Great Books to Read while on Safari
Enjoy Reading? Here are Books for your Safari in Uganda
Great Books for your Safari in Uganda. We have put together a list of some of the books that we enjoy reading when we are on a Safari across Uganda. They range from Guide-Books to Cultural Legends and Tales with fiction and personal accounts in between.
Books for your Safari become an important part of the journey through this amazing Country also referred to as the Pearl of Africa. Will you have time to read a book, most likely yes, there is always the times between morning noon activities or the time after a Gorilla or Chimpanzee Trek.
Uganda is a non-reading culture, though things are slowly changing. Bring a few books along and leave them behind. A book can cost a whole month\s salary here, one reason books are not common in most homes.
Take a look what we have compiled and enjoy, Most are available on Kindle apps which means it is easier to bring them along.
Great Books for your Safari in Uganda
The Bradt Travel Guide is a must-read for those planning a longer Safari in Uganda. Though it is written in our Opinion with the Backpacker in mind, its Park, Cities, Town and Village information is priceless. You can buy this in Paperback or download it on your Amazon Kindle Device. You will be more than delighted since it gives you Historical, Cultural and in-depth insights to Uganda. Some details regarding the Gorilla Habitatituation Experience are incorrect. Prices used in the guide for lodges are mostly out of date, as are some park fees.
The downside is that the Guide gives the impression that Travel in Uganda is a cakewalk, we know that for many Tourists without the guidance of a Tour Operator it can be chaotic. We highly recommend it and use it ourselves as a must read for new staff members.
We give it a 5 Bananas Rating and put it under the Must Read for serious travelers to the Pearl of Africa.
Winston Churchill ventured to East Africa in 1907 keeping notes of his Travels in his journal. Those journals became the basis of his Book “My African Journey” in which he popularized the Pearl of Africa and called it a country unlike any other on the African Continent.
His book is a nostalgic primer for those wanting to visit Uganda. It is a delightful and descriptive travelogue.about Uganda that you will treasure and one of our favorite books.
It is especially great if you will be visiting Entebbe, Kampala, Jinja, Masindi, and Murchison Falls Park. His journey was mostly on foot and in 2019, 24 Canadian will retrace some of his steps on their Miles on Nile Hike. This book can also be downloaded onto your Kindle App or device saving space and weight in your luggage.
This Book was published on the 5oth Anniversary of Uganda in 2012 by the Observer Newspaper in Uganda. It is a compilation taken from various contributors to the Book who either shaped the History of Uganda since Independence or were observers of it.

Stated exercise 1> Rewrite the safari books page from "Great Books to" up to and including "or Chimpanzee Trek.", putting "Trip" in place of "Safari".
The safari books page and the rows that follow it are unrelated material.

Stored data:
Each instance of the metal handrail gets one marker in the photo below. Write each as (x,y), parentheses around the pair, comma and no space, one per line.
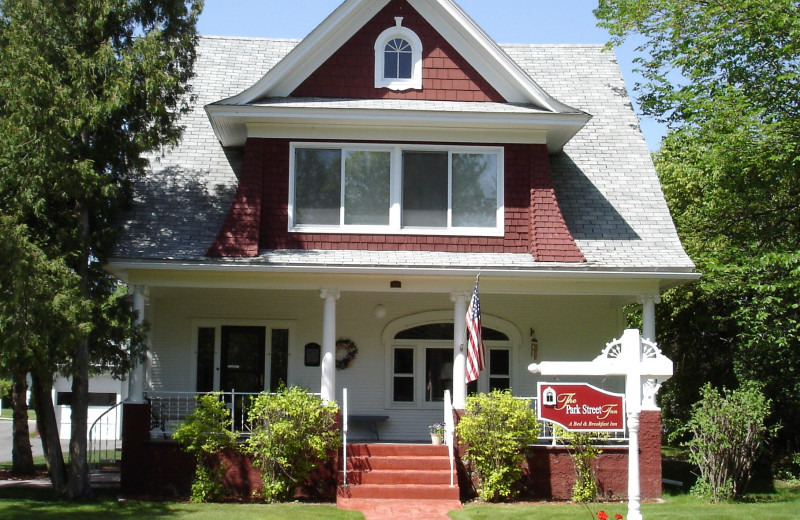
(344,437)
(95,455)
(449,431)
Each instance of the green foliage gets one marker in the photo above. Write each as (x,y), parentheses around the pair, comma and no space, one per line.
(88,88)
(206,431)
(292,431)
(495,428)
(725,76)
(5,388)
(583,450)
(728,434)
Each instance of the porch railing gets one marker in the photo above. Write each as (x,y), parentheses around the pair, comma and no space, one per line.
(169,409)
(105,442)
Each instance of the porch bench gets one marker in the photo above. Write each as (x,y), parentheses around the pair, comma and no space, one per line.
(369,422)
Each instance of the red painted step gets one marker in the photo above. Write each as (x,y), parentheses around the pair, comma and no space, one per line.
(398,471)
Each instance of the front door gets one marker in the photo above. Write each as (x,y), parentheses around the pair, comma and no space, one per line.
(242,359)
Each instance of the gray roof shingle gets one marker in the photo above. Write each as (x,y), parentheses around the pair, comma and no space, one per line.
(605,181)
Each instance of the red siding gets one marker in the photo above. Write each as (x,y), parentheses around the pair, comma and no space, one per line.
(551,240)
(239,234)
(350,71)
(533,220)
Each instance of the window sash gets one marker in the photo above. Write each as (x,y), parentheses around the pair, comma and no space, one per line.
(390,190)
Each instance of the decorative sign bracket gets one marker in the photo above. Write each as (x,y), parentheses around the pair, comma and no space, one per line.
(643,365)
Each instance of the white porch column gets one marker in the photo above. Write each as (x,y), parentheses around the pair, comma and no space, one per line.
(649,386)
(459,350)
(137,374)
(328,362)
(648,303)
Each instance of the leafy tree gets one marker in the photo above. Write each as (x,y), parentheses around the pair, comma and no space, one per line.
(725,76)
(87,89)
(728,433)
(40,307)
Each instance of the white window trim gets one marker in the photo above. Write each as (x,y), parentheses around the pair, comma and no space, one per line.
(396,192)
(217,325)
(415,81)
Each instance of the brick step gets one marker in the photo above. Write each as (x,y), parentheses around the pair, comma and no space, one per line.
(389,477)
(400,491)
(389,450)
(376,463)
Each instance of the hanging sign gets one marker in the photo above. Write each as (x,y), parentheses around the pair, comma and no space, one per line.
(581,407)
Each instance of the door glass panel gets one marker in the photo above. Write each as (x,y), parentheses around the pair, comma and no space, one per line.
(499,369)
(403,380)
(279,359)
(438,373)
(205,359)
(242,359)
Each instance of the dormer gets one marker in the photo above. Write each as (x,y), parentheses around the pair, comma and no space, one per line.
(398,58)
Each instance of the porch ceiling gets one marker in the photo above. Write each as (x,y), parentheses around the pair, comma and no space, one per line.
(546,279)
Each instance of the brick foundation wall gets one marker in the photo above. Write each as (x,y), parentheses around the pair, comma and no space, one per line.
(550,474)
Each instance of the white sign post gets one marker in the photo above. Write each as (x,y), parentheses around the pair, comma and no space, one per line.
(642,364)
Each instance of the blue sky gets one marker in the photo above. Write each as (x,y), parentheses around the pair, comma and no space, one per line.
(506,21)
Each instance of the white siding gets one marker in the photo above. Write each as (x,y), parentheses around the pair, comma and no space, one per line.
(568,328)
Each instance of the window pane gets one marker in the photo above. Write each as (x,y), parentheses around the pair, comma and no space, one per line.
(438,373)
(403,361)
(474,190)
(367,187)
(403,389)
(205,359)
(317,186)
(499,362)
(425,189)
(390,61)
(499,383)
(404,65)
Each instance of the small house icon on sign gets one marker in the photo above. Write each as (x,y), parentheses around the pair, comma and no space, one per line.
(549,396)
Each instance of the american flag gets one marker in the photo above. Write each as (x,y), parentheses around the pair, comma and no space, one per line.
(475,351)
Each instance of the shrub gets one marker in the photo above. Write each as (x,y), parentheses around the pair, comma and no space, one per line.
(204,433)
(495,427)
(291,432)
(583,450)
(728,433)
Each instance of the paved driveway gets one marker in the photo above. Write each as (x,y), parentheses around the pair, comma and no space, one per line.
(6,440)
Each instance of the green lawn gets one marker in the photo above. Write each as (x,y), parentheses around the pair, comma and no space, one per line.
(36,504)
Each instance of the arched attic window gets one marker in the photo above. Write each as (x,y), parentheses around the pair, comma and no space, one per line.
(398,58)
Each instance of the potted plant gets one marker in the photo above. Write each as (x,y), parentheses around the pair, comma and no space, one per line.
(437,433)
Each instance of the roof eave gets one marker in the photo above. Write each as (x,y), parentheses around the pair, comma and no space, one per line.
(233,124)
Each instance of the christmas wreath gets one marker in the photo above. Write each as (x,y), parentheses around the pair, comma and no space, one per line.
(351,349)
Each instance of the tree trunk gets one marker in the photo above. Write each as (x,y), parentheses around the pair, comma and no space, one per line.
(21,454)
(48,430)
(78,484)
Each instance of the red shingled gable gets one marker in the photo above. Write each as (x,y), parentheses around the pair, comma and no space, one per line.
(258,217)
(350,71)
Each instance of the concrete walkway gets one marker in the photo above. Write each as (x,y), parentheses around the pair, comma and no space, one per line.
(379,509)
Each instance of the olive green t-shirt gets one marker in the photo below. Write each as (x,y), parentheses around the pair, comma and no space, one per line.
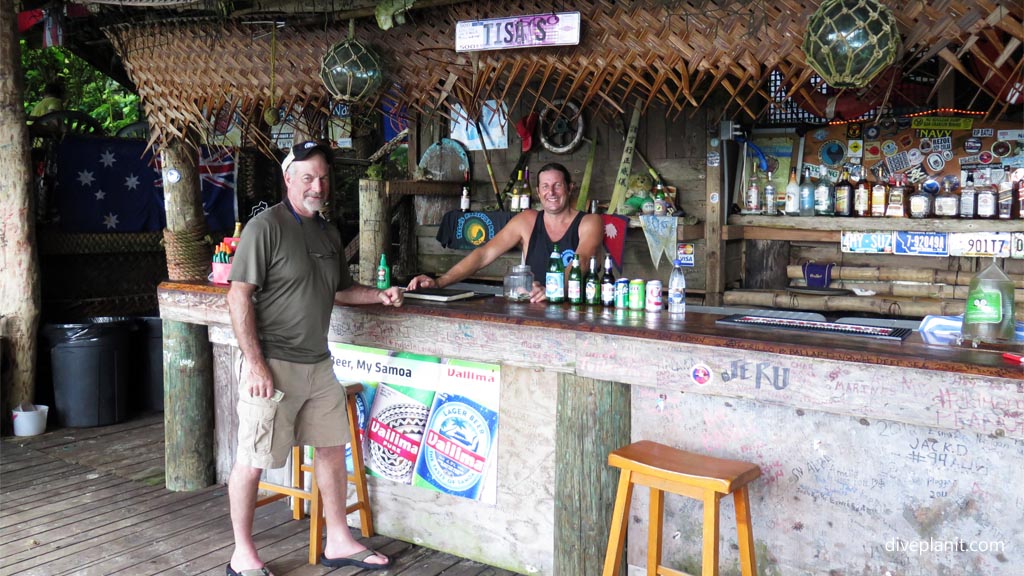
(297,264)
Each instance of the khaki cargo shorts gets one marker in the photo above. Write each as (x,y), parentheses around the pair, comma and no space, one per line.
(311,413)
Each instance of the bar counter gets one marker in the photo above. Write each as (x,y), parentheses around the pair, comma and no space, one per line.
(864,445)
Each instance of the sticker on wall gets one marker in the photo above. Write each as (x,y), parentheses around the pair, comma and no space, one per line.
(935,162)
(872,151)
(832,153)
(1000,148)
(914,157)
(700,374)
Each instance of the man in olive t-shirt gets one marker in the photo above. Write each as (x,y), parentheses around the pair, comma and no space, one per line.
(288,273)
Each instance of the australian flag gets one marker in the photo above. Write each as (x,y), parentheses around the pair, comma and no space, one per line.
(113,184)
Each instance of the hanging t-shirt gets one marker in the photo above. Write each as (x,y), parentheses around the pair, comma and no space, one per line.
(467,231)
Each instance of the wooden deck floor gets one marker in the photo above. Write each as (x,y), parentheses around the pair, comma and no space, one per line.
(91,501)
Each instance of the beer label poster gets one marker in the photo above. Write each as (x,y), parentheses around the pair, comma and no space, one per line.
(426,420)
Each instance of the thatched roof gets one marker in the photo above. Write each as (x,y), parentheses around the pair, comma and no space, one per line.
(673,52)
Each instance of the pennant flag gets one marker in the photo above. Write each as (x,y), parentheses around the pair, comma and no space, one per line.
(614,237)
(114,184)
(662,235)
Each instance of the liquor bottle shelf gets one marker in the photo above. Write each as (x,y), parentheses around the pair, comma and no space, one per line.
(826,229)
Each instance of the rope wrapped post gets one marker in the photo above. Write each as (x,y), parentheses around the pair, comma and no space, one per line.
(187,356)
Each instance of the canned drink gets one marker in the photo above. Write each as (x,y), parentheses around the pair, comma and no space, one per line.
(636,293)
(622,293)
(654,302)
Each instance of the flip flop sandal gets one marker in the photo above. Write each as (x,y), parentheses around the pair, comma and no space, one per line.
(355,560)
(251,572)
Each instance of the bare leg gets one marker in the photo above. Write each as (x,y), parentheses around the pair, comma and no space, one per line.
(242,488)
(332,478)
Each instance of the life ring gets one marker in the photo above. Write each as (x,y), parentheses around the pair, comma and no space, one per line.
(561,127)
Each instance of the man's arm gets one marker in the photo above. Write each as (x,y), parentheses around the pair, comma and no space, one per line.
(243,313)
(511,236)
(359,294)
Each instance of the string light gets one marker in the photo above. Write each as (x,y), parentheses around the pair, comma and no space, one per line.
(954,111)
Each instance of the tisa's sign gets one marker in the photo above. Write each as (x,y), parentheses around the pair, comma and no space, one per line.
(559,29)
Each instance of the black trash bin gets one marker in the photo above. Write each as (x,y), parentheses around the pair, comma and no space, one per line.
(148,397)
(92,365)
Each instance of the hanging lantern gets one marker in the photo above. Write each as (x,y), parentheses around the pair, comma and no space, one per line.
(350,71)
(849,42)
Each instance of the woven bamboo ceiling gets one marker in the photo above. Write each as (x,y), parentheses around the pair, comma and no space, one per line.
(672,52)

Stated exercise 2> List every row of the stored data that contains the word "olive", copying each one in full.

Problem solution 1>
Great Books to Read while on Trip
Enjoy Reading? Here are Books for your Trip in Uganda
Great Books for your Trip in Uganda. We have put together a list of some of the books that we enjoy reading when we are on a Trip across Uganda. They range from Guide-Books to Cultural Legends and Tales with fiction and personal accounts in between.
Books for your Trip become an important part of the journey through this amazing Country also referred to as the Pearl of Africa. Will you have time to read a book, most likely yes, there is always the times between morning noon activities or the time after a Gorilla or Chimpanzee Trek.

Problem solution 2>
Each instance of the olive green t-shirt gets one marker in the photo below. Write each as (x,y), parentheses around the pair, comma and no space, one per line.
Each instance of the man in olive t-shirt gets one marker in the photo above. Write each as (x,y), parentheses around the pair, comma and no space, one per line.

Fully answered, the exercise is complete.